+++ Text block
Monday, February 03, 2014

February 3: My Brother's 83 Birthday

Today, my brother is 83. I can’t get to him because of the snow. He has serious dementia and will not know it is his birthday. I called Harbor House in Oyster Bay, N.Y. where he has been for the last 11 years and told them that, indeed, this was the day, but that I could not get there for the snow. I wanted to give him absolution again for whatever in this life, and I think he knows what I’m doing. If there is a spark of ex opera operantis, I want to get ex opera operato to him.


            I feel bad about having him warehoused even though it is an objectively excellent place. The women (and the few guys) taking care of them really couldn’t be better. But as Josef Pieper writes: “The observations of Rene Spitz have become fairly well known. He studied children born in prison and brought up in scarcely comfortable outward conditions by their imprisoned mother. These he compared with other children raised without their mothers, but well-equipped, hygienically impeccable American infants’ and children’s homes by excellently trained nurses. The result of the comparison is scarcely surprising: in regard to illness, mortality and susceptibility to neuroses, the children raised in prison were far better off. Not that the nurses had performed their tasks in a merely routine matter and with ‘cold objectivity.’ But it is simply not enough to be able to eat to satiation, not to freeze, to have a roof overhead and everything else that is essential to life. The institutionalized children had all such needs satisfied. They received plenty of ‘milk;’ what was lacking was – the ‘honey.’”[1]

            Pope Francis commented in his conversations with Francesca Ambrogetti and Sergio Rubin: “The origin of the word ‘nostalgia’ – from the Greek nostos, homecoming, and algos, pain – has to do with a yearning to return, the Odyssey speaks of this. What Homer does through the story of Ulysses is light the say back to the bosom of the earth, the maternal bosom of the earth from which we sprang. I believe that we have lost nostalgia in its anthropological sense. But we have also lost it when it comes to teaching – for example, nostalgia for the home. When we put our elders in nursing homes with a couple of mothballs in their pockets as if they were an overcoat, in a certain sense our nostalgic side has failed us, since being with our grandparents means coming face-to-fact with our past.”[2]

­More Recently:

Vatican City, 23 November 2013 (VIS) – Elderly persons have always been active in the life of the Church, which must set an example to society of how they are always important, indeed “indispensable” said Pope Francis, who this morning received in audience the participants in the 28th International Conference of the Pontifical Council for Health Care Workers (Health Care Pastoral). The meeting took place from 21 to 23 November in the New Synod Hall and examined the theme “The Church at the service of sick elderly people: care for people with neurodegenerative pathologies”.
++++++
Problem requirements:
Reproduce the post word for word from "February 3: My" to "operato to him.". Use nothing but the post.
+++ Data to examine
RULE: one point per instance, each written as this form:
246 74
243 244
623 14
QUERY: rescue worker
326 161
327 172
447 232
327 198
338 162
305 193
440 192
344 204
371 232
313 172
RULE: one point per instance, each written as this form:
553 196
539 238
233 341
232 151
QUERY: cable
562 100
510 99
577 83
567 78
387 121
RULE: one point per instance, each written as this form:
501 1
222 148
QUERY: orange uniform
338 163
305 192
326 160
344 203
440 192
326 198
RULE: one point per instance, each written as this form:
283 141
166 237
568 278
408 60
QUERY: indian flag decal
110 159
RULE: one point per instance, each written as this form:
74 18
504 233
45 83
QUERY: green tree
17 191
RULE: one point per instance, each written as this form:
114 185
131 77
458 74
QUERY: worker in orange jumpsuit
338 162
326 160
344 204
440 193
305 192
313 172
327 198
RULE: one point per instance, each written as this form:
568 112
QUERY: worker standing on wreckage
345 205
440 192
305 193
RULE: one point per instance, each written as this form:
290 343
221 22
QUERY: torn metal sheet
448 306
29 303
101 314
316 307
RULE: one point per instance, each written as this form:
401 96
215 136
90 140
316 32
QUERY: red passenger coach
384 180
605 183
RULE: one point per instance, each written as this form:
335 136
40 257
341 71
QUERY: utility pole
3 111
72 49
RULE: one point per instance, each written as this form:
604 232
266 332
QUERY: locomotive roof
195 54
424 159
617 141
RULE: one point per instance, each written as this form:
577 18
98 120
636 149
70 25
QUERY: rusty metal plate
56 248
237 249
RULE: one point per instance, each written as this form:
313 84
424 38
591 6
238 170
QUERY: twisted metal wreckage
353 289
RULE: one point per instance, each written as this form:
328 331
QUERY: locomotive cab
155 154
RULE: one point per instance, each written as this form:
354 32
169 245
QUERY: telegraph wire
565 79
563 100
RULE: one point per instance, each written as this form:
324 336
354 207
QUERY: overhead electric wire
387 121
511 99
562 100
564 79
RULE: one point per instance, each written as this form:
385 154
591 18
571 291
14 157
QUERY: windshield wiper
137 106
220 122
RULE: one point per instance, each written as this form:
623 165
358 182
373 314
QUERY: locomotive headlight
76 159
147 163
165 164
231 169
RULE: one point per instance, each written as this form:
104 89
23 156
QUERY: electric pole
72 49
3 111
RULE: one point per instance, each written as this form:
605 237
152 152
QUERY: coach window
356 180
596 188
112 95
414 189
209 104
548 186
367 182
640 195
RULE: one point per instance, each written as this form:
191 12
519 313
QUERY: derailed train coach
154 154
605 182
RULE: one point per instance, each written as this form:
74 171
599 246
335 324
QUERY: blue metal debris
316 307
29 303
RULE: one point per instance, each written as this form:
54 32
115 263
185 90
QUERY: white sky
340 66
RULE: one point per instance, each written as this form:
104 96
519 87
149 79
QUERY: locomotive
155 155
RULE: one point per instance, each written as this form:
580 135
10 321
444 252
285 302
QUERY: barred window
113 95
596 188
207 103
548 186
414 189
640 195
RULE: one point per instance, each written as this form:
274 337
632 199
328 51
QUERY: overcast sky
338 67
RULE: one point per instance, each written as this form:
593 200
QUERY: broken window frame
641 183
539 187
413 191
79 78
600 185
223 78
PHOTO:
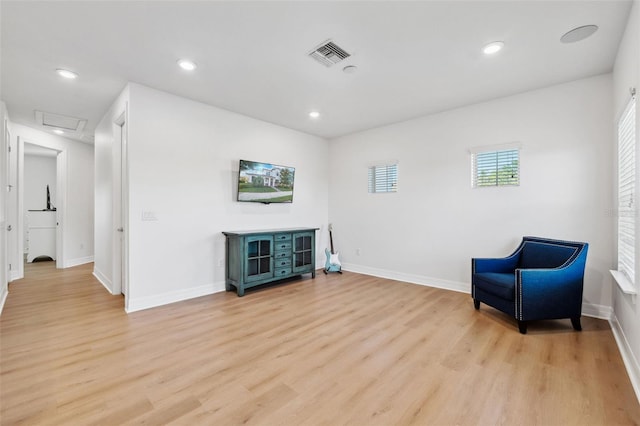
++++++
The answer:
February 3: My Brother's 83 Birthday

Today, my brother is 83. I can’t get to him because of the snow. He has serious dementia and will not know it is his birthday. I called Harbor House in Oyster Bay, N.Y. where he has been for the last 11 years and told them that, indeed, this was the day, but that I could not get there for the snow. I wanted to give him absolution again for whatever in this life, and I think he knows what I’m doing. If there is a spark of ex opera operantis, I want to get ex opera operato to him.